**WHAT TO PRODUCE:** Update the data below by replacing every occurrence of "hare" with "rabbit" and leaving everything else unchanged. Omit the pictures from your output.

**RECORDS SHOWN:**
____________________

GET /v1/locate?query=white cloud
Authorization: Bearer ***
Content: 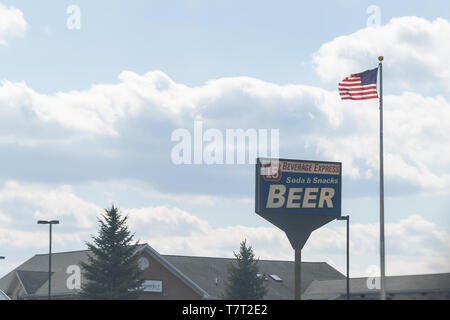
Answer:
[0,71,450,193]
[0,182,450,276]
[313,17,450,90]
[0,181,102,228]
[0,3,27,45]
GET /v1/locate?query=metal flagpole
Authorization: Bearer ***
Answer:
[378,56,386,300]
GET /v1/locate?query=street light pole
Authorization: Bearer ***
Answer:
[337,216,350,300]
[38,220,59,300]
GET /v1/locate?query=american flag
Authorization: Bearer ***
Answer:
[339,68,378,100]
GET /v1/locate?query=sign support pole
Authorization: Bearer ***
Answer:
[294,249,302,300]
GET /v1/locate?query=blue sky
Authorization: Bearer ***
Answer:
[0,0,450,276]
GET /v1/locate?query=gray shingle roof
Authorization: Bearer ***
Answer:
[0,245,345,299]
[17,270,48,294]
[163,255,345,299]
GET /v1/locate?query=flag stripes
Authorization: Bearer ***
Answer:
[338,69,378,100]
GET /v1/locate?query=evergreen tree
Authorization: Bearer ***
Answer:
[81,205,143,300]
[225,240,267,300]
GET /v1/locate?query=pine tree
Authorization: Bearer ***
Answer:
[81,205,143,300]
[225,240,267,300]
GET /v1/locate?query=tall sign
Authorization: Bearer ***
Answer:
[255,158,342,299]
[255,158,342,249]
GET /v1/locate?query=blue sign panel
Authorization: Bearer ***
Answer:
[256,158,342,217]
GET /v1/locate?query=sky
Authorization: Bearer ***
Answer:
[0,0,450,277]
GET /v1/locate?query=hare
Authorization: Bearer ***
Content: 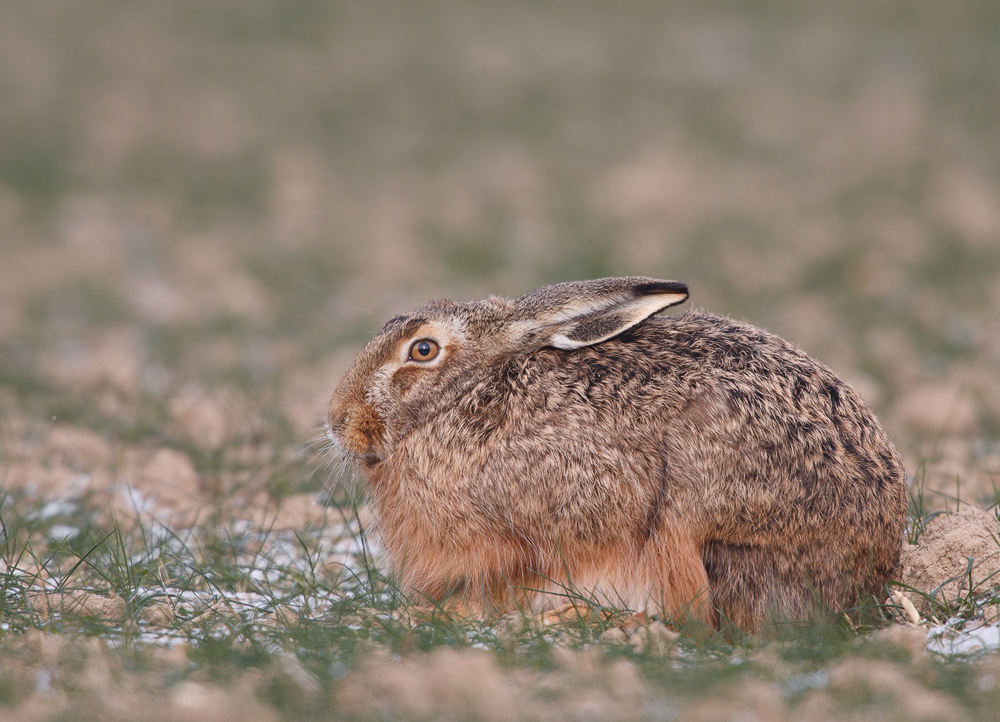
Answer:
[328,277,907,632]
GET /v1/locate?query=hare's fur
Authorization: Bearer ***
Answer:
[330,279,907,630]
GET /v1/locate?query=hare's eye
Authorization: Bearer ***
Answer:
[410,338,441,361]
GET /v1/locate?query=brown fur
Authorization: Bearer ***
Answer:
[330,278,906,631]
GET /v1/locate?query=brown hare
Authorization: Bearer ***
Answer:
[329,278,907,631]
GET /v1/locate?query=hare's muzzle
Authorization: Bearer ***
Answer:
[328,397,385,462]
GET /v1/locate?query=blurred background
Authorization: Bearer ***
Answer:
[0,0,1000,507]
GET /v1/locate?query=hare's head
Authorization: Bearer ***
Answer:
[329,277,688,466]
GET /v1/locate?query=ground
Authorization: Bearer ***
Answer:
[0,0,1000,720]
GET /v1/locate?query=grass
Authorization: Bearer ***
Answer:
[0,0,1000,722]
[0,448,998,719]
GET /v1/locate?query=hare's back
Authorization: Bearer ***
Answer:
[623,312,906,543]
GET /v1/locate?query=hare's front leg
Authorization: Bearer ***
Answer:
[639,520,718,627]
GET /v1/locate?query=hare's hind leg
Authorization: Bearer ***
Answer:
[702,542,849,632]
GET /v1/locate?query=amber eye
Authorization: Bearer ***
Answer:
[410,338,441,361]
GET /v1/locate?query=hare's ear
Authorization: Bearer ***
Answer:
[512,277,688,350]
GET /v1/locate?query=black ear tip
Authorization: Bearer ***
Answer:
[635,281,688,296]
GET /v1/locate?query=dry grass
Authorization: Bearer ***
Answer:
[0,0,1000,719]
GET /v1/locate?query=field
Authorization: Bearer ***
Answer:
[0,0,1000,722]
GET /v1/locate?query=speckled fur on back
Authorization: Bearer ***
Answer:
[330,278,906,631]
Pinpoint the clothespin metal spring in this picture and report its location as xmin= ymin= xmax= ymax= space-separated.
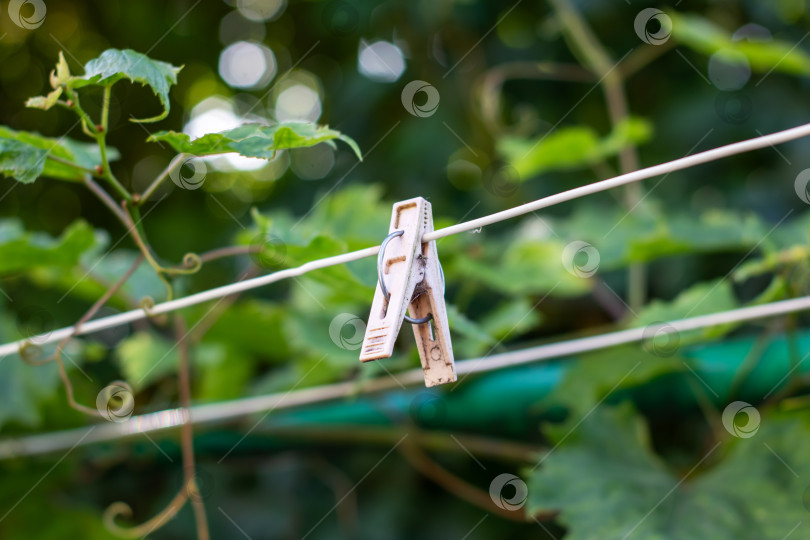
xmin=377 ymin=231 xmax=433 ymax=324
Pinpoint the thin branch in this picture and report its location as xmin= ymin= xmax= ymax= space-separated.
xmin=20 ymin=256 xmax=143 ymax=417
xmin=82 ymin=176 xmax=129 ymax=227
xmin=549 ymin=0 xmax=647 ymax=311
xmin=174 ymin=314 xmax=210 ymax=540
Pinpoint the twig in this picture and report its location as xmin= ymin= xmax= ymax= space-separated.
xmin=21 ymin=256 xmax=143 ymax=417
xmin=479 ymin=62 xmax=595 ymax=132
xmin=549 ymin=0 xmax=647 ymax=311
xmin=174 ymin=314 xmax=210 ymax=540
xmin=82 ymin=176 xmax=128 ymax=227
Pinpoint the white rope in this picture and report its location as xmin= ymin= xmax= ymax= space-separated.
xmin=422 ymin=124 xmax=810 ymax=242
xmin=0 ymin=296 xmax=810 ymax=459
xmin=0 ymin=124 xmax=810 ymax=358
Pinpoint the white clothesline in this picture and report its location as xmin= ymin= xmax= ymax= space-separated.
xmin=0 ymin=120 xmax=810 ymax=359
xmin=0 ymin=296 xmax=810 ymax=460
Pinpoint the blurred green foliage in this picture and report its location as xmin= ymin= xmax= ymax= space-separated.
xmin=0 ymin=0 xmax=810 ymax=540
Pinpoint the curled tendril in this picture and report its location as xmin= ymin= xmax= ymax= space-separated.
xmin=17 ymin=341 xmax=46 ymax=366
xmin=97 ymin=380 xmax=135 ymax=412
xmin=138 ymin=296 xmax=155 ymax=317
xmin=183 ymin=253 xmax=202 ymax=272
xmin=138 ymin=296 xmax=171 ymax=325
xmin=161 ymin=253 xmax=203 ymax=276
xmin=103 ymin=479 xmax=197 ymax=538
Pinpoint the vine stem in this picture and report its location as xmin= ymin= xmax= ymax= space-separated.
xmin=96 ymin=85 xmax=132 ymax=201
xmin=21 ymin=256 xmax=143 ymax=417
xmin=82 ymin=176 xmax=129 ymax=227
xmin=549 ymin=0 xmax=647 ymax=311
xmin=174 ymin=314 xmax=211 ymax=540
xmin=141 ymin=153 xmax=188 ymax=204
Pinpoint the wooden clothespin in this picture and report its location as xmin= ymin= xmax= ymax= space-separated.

____________________

**RESPONSE BELOW:**
GET /v1/locate?query=white cloud
Authorization: Bearer ***
Content: 
Answer:
[0,71,450,193]
[0,182,450,276]
[313,17,450,90]
[0,181,102,228]
[0,3,27,45]
GET /v1/locate?query=metal flagpole
Authorization: Bearer ***
Answer:
[378,56,386,300]
GET /v1/locate?query=street light pole
Authorization: Bearer ***
Answer:
[337,216,350,300]
[38,220,59,300]
GET /v1/locate?query=american flag
Authorization: Bearer ***
Answer:
[339,68,378,100]
GET /v1/locate?query=sign support pole
Authorization: Bearer ***
Answer:
[294,249,302,300]
GET /v1/locate?query=blue sky
Authorization: Bearer ***
Answer:
[0,0,450,276]
GET /v1/locate?query=gray shingle roof
Authorization: Bearer ***
Answer:
[0,245,345,299]
[17,270,48,294]
[163,255,345,299]
GET /v1/locate?query=flag stripes
Authorization: Bearer ***
Answer:
[338,69,378,100]
GET /v1/locate?query=evergreen tree
Authorization: Bearer ***
Answer:
[81,205,143,300]
[225,240,267,300]
GET /v1/locate?query=pine tree
Authorization: Bearer ***
Answer:
[81,205,143,300]
[225,240,267,300]
GET /v1/locate?query=tall sign
Authorization: Bearer ***
Answer:
[255,158,342,299]
[255,158,342,249]
GET /v1/locate?query=blue sign panel
Authorization: Bearer ***
Answer:
[256,158,342,217]
GET /v1/locate?query=sky
Authorization: Bearer ***
Answer:
[0,0,450,277]
GET /v1/locate?query=rabbit
Authorization: Bearer ***
Content: 
Answer:
[328,277,907,632]
GET /v1/locate?query=rabbit's fur
Authorization: Bearer ***
Answer:
[330,279,907,630]
GET /v1/locate?query=rabbit's eye
Authorization: Bearer ***
Answer:
[410,338,441,361]
GET /v1/locate?query=brown fur
Authorization: Bearer ***
Answer:
[330,278,906,631]
GET /v1/locate?query=brown rabbit
Authorization: Bearer ***
Answer:
[329,278,907,631]
GET /v1/locate?query=rabbit's muzzle
Authorization: Bearer ***
Answer:
[328,397,385,462]
GET /v1/locate?query=blurred background
Authorization: Bearer ***
Answer:
[0,0,1000,507]
GET /v1/locate?query=rabbit's head
Authorization: Bearer ***
Answer:
[329,277,688,466]
GET /v1/locate?query=ground
Authorization: Bearer ***
Answer:
[0,0,1000,720]
GET /v1/locate?query=grass
Authorization: Bearer ***
Answer:
[0,0,1000,722]
[0,448,998,719]
GET /v1/locate?query=rabbit's back
Authorization: Bearer ***
Answer:
[623,312,906,543]
GET /v1/locate?query=rabbit's front leg
Authorization: Bearer ***
Answer:
[639,520,718,627]
GET /v1/locate?query=rabbit's hind leg
Authorization: Bearer ***
Answer:
[702,542,849,632]
GET /v1/locate?query=amber eye
Authorization: Bearer ***
Answer:
[410,338,441,361]
GET /v1/locate?query=rabbit's ear
Authorization: Bearer ***
Answer:
[512,277,688,350]
GET /v1/locate?query=black ear tip
Authorization: Bearer ***
Answer:
[635,281,688,296]
GET /v1/locate?query=dry grass
Authorization: Bearer ***
Answer:
[0,0,1000,719]
GET /v1/locate?query=field
Authorization: Bearer ***
Answer:
[0,0,1000,722]
GET /v1/locate?query=speckled fur on back
Authorization: Bearer ***
Answer:
[330,278,906,631]
Pinpoint the clothespin metal spring in this picture and report its location as xmin= ymin= xmax= ymax= space-separated.
xmin=377 ymin=231 xmax=433 ymax=324
Pinpoint the thin branch in this picture and report its location as xmin= ymin= xmax= ymax= space-separated.
xmin=20 ymin=256 xmax=143 ymax=417
xmin=82 ymin=176 xmax=129 ymax=227
xmin=549 ymin=0 xmax=647 ymax=311
xmin=174 ymin=314 xmax=210 ymax=540
Pinpoint the twig in this picture and report its location as xmin= ymin= xmax= ymax= space-separated.
xmin=21 ymin=256 xmax=143 ymax=417
xmin=479 ymin=62 xmax=595 ymax=132
xmin=549 ymin=0 xmax=647 ymax=311
xmin=174 ymin=314 xmax=210 ymax=540
xmin=82 ymin=176 xmax=128 ymax=227
Pinpoint the white rope in this picture and report its location as xmin= ymin= xmax= ymax= space-separated.
xmin=422 ymin=124 xmax=810 ymax=242
xmin=0 ymin=296 xmax=810 ymax=459
xmin=0 ymin=124 xmax=810 ymax=358
Pinpoint the white clothesline in this picture and report its location as xmin= ymin= xmax= ymax= space-separated.
xmin=0 ymin=120 xmax=810 ymax=359
xmin=0 ymin=296 xmax=810 ymax=460
Pinpoint the blurred green foliage in this picture and report its location as xmin= ymin= xmax= ymax= space-separated.
xmin=0 ymin=0 xmax=810 ymax=540
Pinpoint the curled tendril in this picture and report its location as xmin= ymin= xmax= ymax= space-separated.
xmin=17 ymin=341 xmax=46 ymax=366
xmin=97 ymin=380 xmax=135 ymax=412
xmin=138 ymin=296 xmax=155 ymax=317
xmin=183 ymin=253 xmax=202 ymax=272
xmin=138 ymin=296 xmax=171 ymax=325
xmin=161 ymin=253 xmax=203 ymax=276
xmin=103 ymin=479 xmax=197 ymax=538
Pinpoint the vine stem in this picture and report its location as xmin= ymin= xmax= ymax= space-separated.
xmin=96 ymin=85 xmax=132 ymax=201
xmin=21 ymin=256 xmax=143 ymax=417
xmin=82 ymin=176 xmax=129 ymax=227
xmin=549 ymin=0 xmax=647 ymax=311
xmin=174 ymin=314 xmax=211 ymax=540
xmin=141 ymin=153 xmax=188 ymax=204
Pinpoint the wooden clothespin in this picture and report its location as xmin= ymin= xmax= ymax= space-separated.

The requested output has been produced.